THE EXERCISE
Count the lines in the data below that contain the string "spire", treating uppercase and lowercase as different. Reply with the number alone.

Excerpts from point annotation data:
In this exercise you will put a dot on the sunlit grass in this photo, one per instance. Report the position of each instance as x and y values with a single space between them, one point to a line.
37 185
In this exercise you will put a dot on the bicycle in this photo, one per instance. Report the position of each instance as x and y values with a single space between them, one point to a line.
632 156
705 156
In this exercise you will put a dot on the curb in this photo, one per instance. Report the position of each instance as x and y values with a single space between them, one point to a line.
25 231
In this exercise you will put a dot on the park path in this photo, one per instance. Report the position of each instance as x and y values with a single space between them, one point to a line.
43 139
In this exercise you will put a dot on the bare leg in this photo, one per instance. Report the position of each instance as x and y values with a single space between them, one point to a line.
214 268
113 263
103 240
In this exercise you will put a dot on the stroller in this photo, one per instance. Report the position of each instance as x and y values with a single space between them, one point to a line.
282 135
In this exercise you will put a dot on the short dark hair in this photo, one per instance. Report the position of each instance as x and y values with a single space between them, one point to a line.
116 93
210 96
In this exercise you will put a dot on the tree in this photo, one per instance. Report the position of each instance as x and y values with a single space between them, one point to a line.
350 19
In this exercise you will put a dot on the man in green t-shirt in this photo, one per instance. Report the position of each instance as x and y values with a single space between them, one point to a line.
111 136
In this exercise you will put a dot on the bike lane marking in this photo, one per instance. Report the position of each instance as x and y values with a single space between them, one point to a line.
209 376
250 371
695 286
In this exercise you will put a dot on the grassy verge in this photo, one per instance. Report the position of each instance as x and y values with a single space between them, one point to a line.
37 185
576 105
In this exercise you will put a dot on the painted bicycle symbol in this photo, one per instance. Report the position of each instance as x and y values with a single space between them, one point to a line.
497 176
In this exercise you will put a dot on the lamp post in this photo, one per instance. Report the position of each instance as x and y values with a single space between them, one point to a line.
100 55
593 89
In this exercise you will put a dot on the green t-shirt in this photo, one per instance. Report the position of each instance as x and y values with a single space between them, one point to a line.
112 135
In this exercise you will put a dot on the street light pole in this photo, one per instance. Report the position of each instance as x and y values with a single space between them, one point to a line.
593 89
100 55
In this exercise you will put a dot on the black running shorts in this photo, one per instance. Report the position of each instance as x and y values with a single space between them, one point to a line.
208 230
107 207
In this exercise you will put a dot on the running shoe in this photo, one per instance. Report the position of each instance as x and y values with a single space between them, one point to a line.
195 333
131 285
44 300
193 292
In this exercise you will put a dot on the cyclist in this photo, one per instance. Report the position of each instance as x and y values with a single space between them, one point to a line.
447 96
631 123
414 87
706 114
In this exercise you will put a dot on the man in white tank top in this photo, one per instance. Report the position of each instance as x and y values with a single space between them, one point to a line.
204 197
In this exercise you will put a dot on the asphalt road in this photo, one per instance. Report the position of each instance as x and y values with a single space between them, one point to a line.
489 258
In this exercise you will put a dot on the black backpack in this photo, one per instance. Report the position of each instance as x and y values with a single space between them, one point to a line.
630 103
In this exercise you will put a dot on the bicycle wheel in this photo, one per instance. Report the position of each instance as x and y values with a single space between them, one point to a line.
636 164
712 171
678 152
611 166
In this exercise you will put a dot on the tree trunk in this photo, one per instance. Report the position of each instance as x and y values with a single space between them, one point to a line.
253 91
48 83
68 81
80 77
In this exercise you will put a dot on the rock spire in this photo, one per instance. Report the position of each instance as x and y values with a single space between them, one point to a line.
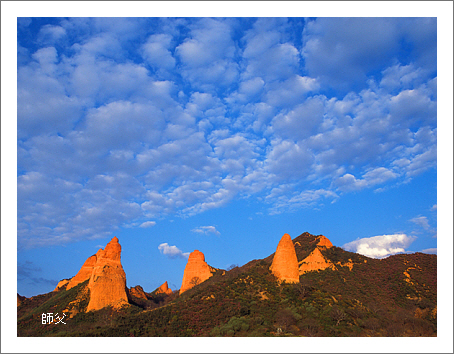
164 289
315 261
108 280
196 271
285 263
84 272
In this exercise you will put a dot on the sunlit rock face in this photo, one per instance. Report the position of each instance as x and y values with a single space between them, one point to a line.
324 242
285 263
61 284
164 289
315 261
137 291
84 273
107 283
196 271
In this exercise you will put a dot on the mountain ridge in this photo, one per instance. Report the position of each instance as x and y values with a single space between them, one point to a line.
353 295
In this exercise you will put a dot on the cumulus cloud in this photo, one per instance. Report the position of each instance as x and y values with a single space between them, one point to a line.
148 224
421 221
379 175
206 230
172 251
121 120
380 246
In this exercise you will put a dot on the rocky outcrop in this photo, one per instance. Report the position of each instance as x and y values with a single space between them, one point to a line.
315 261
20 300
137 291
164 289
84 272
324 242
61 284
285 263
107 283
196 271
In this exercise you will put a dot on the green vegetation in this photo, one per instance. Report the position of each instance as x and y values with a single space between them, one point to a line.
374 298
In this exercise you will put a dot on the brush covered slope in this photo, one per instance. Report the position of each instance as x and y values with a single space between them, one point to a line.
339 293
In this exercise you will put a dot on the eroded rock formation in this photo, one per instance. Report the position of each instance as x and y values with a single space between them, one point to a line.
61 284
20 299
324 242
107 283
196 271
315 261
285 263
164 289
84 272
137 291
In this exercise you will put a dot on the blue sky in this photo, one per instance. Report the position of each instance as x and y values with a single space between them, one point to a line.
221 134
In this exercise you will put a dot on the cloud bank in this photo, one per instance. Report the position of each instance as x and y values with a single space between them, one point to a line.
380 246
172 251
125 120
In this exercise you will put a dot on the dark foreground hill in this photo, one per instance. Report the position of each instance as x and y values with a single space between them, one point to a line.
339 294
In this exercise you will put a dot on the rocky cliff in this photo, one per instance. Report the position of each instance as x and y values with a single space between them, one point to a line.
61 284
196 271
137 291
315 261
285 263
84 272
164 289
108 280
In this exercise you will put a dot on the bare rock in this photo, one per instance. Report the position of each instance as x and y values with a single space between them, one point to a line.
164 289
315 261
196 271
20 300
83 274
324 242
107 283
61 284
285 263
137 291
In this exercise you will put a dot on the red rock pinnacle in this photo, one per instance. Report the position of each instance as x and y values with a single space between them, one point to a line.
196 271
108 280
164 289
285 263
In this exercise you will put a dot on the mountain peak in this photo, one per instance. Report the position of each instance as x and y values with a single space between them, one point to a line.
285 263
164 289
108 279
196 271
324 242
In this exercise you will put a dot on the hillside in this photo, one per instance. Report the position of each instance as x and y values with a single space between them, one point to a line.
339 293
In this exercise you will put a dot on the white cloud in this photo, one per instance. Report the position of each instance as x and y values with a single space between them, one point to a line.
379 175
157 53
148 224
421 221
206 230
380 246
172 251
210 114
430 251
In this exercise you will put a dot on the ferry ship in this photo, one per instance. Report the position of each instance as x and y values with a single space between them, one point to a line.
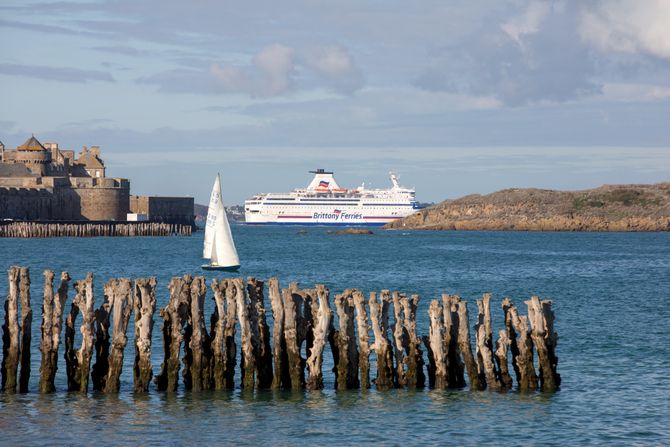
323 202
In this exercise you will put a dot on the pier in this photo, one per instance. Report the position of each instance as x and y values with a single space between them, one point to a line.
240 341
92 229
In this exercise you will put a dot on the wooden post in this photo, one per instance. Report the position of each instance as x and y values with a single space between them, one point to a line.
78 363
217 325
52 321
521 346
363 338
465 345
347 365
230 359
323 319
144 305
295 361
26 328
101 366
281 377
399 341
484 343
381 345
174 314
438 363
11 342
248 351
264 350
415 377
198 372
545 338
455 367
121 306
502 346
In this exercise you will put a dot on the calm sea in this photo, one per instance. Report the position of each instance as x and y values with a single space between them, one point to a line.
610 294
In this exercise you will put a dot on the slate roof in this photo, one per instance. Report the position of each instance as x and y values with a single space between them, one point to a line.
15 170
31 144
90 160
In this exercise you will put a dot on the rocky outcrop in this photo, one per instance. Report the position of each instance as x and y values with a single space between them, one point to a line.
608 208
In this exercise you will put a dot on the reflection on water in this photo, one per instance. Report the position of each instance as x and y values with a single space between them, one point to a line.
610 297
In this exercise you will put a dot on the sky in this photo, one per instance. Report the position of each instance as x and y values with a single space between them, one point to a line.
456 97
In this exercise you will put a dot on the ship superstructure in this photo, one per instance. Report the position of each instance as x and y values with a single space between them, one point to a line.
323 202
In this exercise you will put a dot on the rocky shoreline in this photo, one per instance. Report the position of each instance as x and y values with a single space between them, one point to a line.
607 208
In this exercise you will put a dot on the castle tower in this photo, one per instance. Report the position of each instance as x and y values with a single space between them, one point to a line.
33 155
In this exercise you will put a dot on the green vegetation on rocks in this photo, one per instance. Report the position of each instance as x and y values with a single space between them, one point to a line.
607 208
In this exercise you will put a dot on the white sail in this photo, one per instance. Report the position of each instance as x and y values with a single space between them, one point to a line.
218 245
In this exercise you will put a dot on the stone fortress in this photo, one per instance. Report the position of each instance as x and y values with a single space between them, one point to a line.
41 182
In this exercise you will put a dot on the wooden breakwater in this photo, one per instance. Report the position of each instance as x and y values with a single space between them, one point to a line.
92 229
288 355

--

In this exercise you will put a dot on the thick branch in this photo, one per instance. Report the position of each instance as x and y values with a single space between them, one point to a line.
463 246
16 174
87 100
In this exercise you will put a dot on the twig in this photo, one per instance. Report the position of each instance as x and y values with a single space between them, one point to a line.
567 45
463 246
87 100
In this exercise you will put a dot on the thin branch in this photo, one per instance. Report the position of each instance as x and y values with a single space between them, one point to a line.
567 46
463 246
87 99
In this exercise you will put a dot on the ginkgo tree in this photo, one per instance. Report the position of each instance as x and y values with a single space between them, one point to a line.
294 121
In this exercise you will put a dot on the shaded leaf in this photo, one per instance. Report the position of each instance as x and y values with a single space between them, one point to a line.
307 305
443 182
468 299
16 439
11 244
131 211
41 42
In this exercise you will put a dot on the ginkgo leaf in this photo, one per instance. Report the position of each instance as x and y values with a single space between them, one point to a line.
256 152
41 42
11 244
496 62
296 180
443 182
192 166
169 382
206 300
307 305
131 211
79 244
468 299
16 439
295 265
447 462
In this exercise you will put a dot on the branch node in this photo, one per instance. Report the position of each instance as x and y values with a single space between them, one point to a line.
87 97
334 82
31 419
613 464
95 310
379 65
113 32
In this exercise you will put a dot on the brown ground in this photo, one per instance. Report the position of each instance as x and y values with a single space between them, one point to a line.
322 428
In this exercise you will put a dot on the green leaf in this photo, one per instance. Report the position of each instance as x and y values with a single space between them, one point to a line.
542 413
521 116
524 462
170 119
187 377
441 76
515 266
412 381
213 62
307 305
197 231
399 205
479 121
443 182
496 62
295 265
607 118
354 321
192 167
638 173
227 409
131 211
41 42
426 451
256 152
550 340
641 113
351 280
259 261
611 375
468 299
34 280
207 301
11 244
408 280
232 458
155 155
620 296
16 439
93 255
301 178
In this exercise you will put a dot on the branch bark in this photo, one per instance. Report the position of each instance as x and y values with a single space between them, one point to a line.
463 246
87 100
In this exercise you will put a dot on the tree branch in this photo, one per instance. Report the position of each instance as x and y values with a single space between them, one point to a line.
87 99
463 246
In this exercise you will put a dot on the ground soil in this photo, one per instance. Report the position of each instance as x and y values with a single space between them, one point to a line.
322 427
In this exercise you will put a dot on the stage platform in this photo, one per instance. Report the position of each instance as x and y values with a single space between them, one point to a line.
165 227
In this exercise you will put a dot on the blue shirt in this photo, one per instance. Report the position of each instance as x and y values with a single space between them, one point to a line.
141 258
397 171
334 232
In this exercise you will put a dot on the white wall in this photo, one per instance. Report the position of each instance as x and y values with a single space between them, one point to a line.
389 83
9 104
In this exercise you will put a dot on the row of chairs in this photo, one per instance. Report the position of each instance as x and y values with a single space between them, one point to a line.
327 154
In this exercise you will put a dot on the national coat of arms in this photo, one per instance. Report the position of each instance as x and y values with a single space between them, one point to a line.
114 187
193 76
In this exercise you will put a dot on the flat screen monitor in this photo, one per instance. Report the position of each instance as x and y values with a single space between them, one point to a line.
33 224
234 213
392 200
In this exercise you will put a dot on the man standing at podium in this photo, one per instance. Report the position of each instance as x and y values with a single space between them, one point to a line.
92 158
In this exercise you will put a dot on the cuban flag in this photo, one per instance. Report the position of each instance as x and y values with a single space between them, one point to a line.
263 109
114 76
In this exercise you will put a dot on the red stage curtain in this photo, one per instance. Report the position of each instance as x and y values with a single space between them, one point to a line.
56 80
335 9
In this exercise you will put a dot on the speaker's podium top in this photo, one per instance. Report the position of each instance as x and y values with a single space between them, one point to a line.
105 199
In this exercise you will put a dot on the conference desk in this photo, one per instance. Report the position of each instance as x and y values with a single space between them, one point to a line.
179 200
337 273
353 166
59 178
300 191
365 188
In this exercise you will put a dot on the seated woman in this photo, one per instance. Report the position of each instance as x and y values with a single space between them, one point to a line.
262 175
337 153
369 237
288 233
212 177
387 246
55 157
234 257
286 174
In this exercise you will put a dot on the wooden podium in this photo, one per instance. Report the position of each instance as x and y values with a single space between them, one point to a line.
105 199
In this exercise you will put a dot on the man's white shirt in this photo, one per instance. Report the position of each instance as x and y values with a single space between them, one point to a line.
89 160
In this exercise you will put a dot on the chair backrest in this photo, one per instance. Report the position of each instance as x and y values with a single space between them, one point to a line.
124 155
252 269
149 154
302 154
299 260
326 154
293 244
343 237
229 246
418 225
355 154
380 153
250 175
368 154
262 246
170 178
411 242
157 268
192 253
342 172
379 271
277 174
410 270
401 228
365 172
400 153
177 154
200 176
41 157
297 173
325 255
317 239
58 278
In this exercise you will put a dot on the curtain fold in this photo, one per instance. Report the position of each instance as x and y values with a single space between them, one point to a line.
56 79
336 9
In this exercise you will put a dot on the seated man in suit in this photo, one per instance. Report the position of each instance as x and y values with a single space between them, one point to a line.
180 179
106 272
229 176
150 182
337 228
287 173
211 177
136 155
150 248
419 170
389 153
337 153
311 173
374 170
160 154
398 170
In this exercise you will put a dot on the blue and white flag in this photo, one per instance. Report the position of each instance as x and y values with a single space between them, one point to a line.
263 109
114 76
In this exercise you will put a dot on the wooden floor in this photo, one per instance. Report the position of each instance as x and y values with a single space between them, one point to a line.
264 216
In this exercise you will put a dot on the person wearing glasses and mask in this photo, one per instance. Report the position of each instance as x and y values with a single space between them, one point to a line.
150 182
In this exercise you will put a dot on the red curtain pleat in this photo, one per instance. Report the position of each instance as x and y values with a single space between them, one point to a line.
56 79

---

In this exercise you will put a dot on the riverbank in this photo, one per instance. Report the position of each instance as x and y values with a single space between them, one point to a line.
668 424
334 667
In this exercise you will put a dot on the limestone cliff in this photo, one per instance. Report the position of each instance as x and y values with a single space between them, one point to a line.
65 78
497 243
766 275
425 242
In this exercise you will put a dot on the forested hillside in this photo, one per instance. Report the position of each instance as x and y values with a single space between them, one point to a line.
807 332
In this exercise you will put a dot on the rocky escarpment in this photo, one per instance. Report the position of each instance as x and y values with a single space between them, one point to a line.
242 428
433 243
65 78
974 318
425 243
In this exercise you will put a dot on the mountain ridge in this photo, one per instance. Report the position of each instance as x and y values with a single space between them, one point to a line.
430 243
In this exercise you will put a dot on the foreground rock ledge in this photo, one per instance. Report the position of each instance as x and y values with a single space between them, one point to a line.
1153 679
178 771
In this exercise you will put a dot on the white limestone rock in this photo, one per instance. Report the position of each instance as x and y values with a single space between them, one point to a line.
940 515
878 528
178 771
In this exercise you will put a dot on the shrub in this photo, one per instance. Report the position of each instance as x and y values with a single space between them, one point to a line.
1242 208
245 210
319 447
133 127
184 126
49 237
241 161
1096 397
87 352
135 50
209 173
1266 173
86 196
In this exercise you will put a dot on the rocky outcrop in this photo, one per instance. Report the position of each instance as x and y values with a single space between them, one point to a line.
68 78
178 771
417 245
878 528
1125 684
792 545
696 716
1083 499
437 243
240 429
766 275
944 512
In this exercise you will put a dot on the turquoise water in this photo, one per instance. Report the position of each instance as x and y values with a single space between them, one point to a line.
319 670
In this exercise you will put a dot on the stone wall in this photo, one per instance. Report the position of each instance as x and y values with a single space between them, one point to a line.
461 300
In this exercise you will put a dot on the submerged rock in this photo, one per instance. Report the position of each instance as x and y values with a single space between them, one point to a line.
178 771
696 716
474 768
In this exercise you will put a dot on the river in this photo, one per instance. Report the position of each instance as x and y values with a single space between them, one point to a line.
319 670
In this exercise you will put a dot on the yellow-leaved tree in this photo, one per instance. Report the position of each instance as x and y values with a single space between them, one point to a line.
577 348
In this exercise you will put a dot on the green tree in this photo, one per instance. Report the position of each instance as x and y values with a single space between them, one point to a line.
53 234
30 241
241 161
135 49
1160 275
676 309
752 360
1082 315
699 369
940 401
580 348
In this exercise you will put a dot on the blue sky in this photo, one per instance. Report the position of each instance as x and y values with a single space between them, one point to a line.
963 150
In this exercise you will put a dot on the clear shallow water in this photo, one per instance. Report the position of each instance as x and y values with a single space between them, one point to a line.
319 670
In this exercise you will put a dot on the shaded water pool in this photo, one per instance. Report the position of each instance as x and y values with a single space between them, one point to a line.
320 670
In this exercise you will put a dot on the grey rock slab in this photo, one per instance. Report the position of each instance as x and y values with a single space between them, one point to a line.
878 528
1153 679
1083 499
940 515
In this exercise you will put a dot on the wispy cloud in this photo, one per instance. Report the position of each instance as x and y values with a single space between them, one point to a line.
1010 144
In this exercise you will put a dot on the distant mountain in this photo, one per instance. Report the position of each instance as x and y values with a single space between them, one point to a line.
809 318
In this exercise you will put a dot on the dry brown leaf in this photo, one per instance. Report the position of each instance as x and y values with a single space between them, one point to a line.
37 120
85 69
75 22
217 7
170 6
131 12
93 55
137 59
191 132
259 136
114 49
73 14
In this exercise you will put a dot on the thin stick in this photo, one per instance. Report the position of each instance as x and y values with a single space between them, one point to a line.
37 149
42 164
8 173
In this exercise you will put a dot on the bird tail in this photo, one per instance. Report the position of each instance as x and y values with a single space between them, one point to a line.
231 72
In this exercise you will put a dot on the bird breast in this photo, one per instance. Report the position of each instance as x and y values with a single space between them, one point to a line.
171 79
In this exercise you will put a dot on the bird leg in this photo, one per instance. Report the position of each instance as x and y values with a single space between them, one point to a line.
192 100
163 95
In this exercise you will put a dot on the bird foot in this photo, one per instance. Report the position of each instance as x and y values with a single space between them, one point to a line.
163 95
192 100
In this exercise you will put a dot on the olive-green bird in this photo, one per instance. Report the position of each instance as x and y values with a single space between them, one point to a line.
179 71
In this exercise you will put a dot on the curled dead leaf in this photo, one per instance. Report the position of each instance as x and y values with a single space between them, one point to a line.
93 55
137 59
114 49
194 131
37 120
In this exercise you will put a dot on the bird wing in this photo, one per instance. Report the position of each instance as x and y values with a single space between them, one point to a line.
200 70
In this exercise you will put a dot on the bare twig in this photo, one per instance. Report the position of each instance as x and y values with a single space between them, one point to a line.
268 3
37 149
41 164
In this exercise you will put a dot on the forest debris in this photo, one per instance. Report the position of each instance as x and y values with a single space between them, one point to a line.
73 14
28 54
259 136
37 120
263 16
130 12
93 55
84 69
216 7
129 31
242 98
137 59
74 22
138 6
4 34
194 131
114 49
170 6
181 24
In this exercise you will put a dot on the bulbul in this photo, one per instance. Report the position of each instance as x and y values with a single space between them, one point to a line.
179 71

REPLY TO THE EXERCISE
1